Exercise directions: Locate every line in the records below that holds the word "green" and return each one.

Input for this task:
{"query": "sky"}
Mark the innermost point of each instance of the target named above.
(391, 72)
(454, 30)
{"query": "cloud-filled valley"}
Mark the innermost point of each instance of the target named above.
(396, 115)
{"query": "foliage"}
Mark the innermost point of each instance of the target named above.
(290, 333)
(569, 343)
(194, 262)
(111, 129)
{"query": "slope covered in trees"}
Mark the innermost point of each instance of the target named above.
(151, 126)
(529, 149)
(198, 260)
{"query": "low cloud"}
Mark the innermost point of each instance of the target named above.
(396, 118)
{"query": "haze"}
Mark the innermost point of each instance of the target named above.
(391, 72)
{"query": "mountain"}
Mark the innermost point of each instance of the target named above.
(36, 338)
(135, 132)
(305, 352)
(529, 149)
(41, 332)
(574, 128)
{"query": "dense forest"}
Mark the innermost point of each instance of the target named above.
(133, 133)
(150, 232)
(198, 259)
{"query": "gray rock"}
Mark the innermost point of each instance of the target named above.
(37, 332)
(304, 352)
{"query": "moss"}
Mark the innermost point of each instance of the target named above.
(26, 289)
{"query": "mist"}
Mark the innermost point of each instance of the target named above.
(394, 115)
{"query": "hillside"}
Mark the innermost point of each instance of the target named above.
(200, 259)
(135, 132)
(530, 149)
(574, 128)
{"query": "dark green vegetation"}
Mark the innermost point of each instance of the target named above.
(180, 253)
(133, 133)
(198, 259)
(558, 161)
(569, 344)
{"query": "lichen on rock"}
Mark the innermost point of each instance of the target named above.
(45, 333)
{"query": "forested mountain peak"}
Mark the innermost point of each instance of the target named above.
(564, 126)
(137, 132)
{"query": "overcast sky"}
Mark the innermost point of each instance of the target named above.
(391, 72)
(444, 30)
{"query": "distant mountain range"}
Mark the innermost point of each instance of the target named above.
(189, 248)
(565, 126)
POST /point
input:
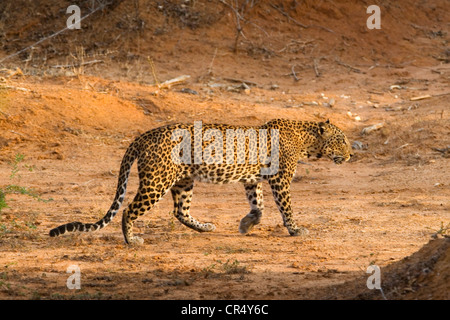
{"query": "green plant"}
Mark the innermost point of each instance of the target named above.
(17, 189)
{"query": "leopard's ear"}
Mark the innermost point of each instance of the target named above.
(324, 129)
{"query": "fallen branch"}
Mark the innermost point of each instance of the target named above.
(251, 83)
(174, 81)
(62, 66)
(348, 66)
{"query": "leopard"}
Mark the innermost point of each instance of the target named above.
(174, 156)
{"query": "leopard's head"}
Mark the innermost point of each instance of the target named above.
(335, 144)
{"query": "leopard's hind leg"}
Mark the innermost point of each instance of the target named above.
(182, 196)
(254, 195)
(155, 180)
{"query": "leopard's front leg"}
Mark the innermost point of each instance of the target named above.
(281, 189)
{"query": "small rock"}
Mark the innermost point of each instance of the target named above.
(369, 129)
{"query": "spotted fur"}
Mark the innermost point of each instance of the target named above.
(159, 173)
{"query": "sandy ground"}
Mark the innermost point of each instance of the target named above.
(382, 208)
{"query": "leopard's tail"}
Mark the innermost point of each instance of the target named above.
(128, 159)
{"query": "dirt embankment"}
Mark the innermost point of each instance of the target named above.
(73, 103)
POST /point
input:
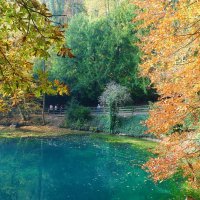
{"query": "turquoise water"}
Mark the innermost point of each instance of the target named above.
(75, 167)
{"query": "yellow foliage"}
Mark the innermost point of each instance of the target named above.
(171, 60)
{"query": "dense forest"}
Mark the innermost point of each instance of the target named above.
(58, 58)
(102, 37)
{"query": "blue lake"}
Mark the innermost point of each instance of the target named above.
(76, 167)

Task solution:
{"query": "dark green vegetation"}
{"query": "green plant"}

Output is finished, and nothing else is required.